START Given records

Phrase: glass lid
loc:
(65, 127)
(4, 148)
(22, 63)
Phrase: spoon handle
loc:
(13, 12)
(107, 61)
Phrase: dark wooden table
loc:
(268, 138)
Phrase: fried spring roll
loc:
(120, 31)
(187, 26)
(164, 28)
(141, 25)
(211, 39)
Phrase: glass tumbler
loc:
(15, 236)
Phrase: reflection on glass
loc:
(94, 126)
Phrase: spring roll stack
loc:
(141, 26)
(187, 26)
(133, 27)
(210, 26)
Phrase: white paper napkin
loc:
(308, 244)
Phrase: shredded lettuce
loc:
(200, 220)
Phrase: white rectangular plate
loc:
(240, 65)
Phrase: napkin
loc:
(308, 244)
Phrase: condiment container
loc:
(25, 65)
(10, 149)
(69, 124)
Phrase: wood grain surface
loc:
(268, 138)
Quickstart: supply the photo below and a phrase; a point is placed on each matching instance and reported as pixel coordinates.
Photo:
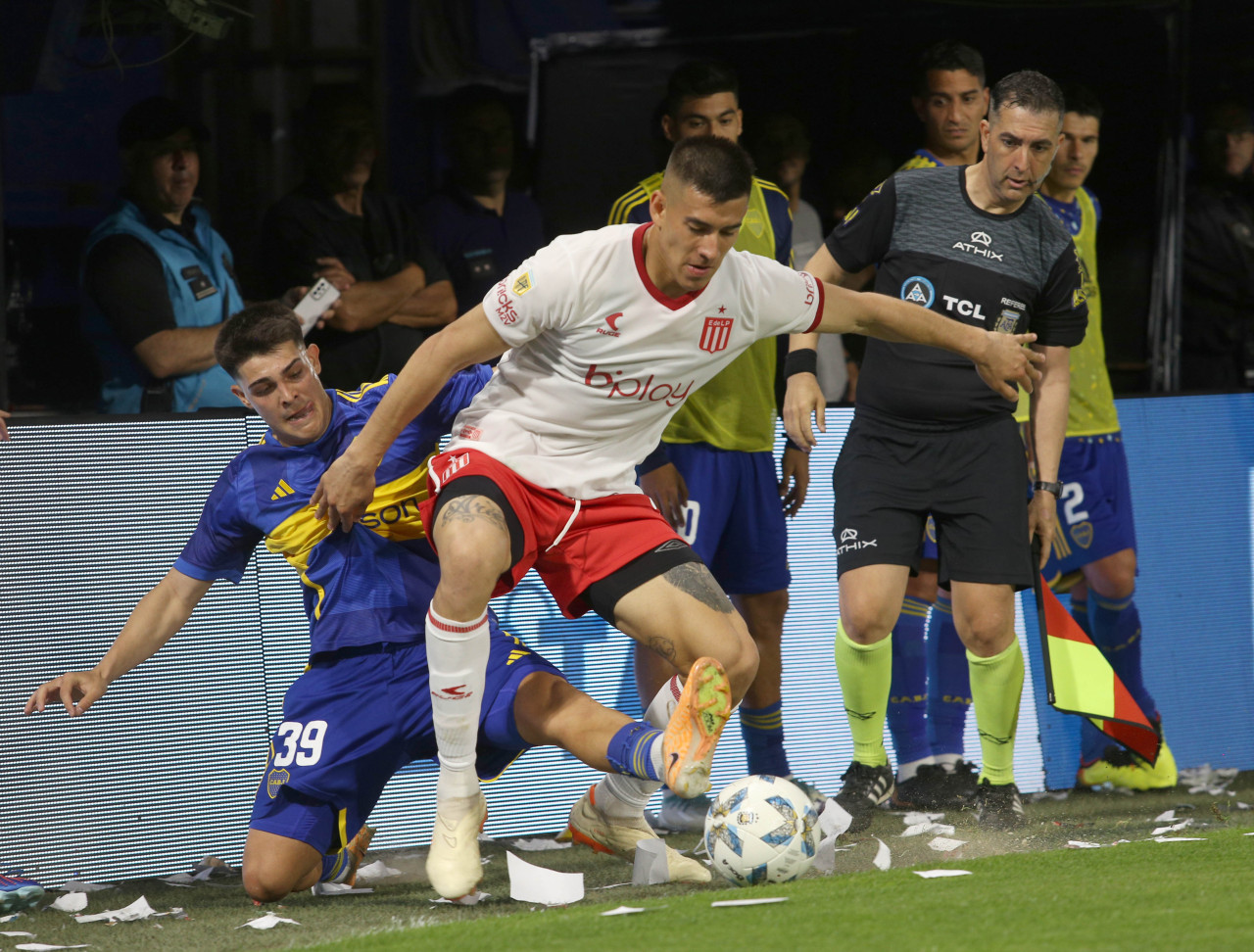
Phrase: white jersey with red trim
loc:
(601, 358)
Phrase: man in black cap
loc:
(158, 280)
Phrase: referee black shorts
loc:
(972, 481)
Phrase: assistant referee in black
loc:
(975, 244)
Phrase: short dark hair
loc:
(697, 79)
(1082, 99)
(1027, 89)
(948, 55)
(258, 329)
(717, 168)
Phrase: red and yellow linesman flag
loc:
(1080, 680)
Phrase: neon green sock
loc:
(865, 673)
(995, 687)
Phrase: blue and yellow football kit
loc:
(362, 710)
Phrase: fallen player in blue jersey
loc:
(362, 709)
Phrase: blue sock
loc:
(908, 691)
(1116, 630)
(631, 750)
(949, 692)
(762, 730)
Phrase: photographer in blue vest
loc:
(158, 280)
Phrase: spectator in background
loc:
(482, 228)
(157, 280)
(1218, 301)
(393, 287)
(782, 151)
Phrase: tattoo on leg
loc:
(468, 508)
(695, 580)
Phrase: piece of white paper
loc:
(83, 885)
(1173, 828)
(534, 883)
(138, 910)
(468, 899)
(916, 817)
(918, 830)
(71, 902)
(883, 857)
(538, 845)
(267, 922)
(379, 870)
(339, 889)
(834, 819)
(650, 867)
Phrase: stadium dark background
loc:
(70, 70)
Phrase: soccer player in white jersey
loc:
(607, 334)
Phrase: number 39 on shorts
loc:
(299, 742)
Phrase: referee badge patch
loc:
(918, 290)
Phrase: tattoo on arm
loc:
(695, 580)
(468, 508)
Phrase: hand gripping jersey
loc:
(362, 587)
(737, 409)
(1011, 272)
(603, 358)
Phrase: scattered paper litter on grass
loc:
(138, 910)
(538, 845)
(267, 922)
(834, 819)
(71, 902)
(883, 857)
(379, 870)
(339, 889)
(534, 883)
(83, 885)
(918, 830)
(468, 899)
(916, 817)
(1173, 828)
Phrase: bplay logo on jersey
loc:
(636, 388)
(918, 290)
(980, 244)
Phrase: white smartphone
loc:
(314, 303)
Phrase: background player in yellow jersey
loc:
(713, 476)
(1095, 540)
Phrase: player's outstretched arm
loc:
(346, 488)
(160, 613)
(1001, 358)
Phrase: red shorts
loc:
(568, 553)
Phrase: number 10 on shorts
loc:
(301, 742)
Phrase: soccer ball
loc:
(761, 830)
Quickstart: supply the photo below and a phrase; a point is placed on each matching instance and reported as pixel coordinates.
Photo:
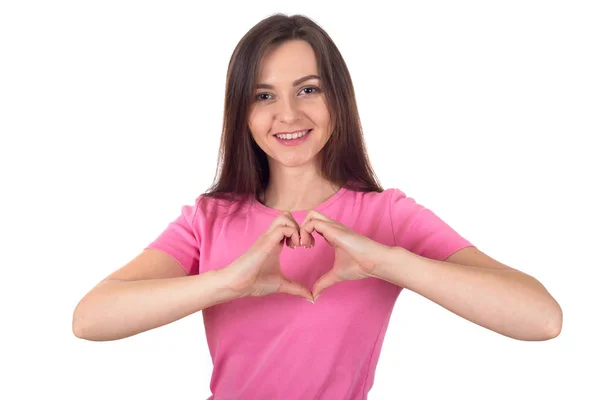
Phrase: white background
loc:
(110, 116)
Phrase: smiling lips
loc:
(293, 139)
(294, 135)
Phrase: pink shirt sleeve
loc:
(421, 231)
(180, 241)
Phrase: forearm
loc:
(118, 309)
(509, 302)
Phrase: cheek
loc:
(258, 122)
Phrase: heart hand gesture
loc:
(356, 256)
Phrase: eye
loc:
(313, 88)
(259, 98)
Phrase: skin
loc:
(295, 181)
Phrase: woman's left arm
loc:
(478, 288)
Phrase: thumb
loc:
(294, 288)
(326, 280)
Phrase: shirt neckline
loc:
(321, 207)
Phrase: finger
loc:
(325, 281)
(294, 288)
(288, 220)
(323, 228)
(284, 233)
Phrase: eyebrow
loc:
(295, 83)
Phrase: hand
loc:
(257, 272)
(356, 256)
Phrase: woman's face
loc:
(289, 99)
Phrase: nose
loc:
(287, 111)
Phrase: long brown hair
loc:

END Given records

_Requirement_. Without including any pictures, reproduce the listing exactly.

_The output_.
Phrase: glass lid
loc:
(65, 127)
(4, 148)
(22, 63)
Phrase: spoon handle
loc:
(13, 12)
(107, 61)
Phrase: dark wooden table
loc:
(268, 138)
Phrase: fried spring roll
loc:
(120, 31)
(187, 26)
(164, 28)
(141, 25)
(211, 39)
Phrase: glass tumbler
loc:
(15, 236)
Phrase: reflection on glass
loc:
(94, 126)
Phrase: spring roll stack
loc:
(141, 26)
(187, 26)
(133, 27)
(210, 26)
Phrase: white paper napkin
loc:
(308, 244)
Phrase: shredded lettuce
loc:
(200, 220)
Phrase: white rectangular plate
loc:
(240, 65)
Phrase: napkin
loc:
(308, 244)
Phrase: condiment container
loc:
(25, 65)
(10, 149)
(69, 124)
Phrase: wood grain surface
loc:
(268, 138)
Quickstart: supply the photo below and a phrase; a point is placed on each matching instance and reported as pixel coordinates.
Photo:
Phrase: white jersey with red trim
loc:
(601, 358)
Phrase: man in black cap
loc:
(158, 280)
Phrase: referee black shorts
loc:
(972, 481)
Phrase: assistant referee in black
loc:
(975, 244)
Phrase: short dark hair
loc:
(697, 79)
(1082, 99)
(1027, 89)
(948, 55)
(258, 329)
(717, 168)
Phrase: red and yellow linesman flag
loc:
(1080, 680)
Phrase: neon green sock
loc:
(865, 673)
(995, 687)
Phrase: blue and yellow football kit
loc:
(362, 710)
Phrase: fallen player in blue jersey
loc:
(362, 709)
Phrase: blue sock
loc:
(908, 691)
(1116, 630)
(631, 750)
(949, 692)
(762, 730)
Phrase: photographer in blue vest
loc:
(158, 280)
Phrase: spectator in background
loc:
(482, 228)
(157, 280)
(1218, 301)
(393, 287)
(782, 151)
Phrase: tattoo on leg
loc:
(468, 508)
(695, 580)
Phrase: piece of white paper
loc:
(83, 885)
(1173, 828)
(534, 883)
(138, 910)
(468, 899)
(916, 817)
(918, 830)
(71, 902)
(883, 857)
(538, 845)
(267, 922)
(379, 870)
(339, 889)
(834, 819)
(650, 867)
Phrase: stadium dark background
loc:
(70, 70)
Phrase: soccer player in white jersey
loc:
(607, 334)
Phrase: number 39 on shorts
loc:
(299, 742)
Phrase: referee badge patch
loc:
(918, 290)
Phrase: tattoo on arm
loc:
(695, 580)
(468, 508)
Phrase: hand gripping jersey
loc:
(362, 587)
(737, 409)
(1011, 272)
(603, 358)
Phrase: scattered paper litter on grass
loc:
(138, 910)
(538, 845)
(267, 922)
(834, 819)
(71, 902)
(883, 857)
(379, 870)
(339, 889)
(534, 883)
(83, 885)
(918, 830)
(468, 899)
(916, 817)
(1173, 828)
Phrase: bplay logo on jersey
loc:
(636, 388)
(918, 290)
(980, 244)
Phrase: white smartphone
loc:
(314, 303)
Phrase: background player in yellow jersey
loc:
(713, 476)
(1095, 540)
Phrase: player's outstretched arm
loc:
(346, 488)
(160, 613)
(1001, 358)
Phrase: red shorts
loc:
(568, 553)
Phrase: number 10 on shorts
loc:
(301, 742)
Phrase: soccer ball
loc:
(761, 830)
Quickstart: supply the photo below and a phrase; a point is placed on each matching instance and reported as pixel coordinates.
Photo:
Phrase: white background
loc:
(110, 116)
Phrase: smiling lips
loc:
(293, 139)
(294, 135)
Phrase: pink shirt sleeve
loc:
(421, 231)
(180, 241)
Phrase: forearm
loc:
(118, 309)
(509, 302)
Phrase: cheek
loc:
(258, 122)
Phrase: heart hand gesture
loc:
(356, 256)
Phrase: eye
loc:
(313, 88)
(259, 98)
Phrase: skin
loc:
(295, 181)
Phrase: woman's left arm
loc:
(478, 288)
Phrase: thumb
loc:
(294, 288)
(326, 280)
Phrase: shirt neckline
loc:
(321, 207)
Phrase: finger
loc:
(325, 281)
(294, 288)
(288, 220)
(323, 228)
(284, 233)
Phrase: eyebrow
loc:
(295, 83)
Phrase: hand
loc:
(257, 272)
(356, 256)
Phrase: woman's face
loc:
(289, 99)
Phrase: nose
loc:
(287, 111)
Phrase: long brown hair
loc:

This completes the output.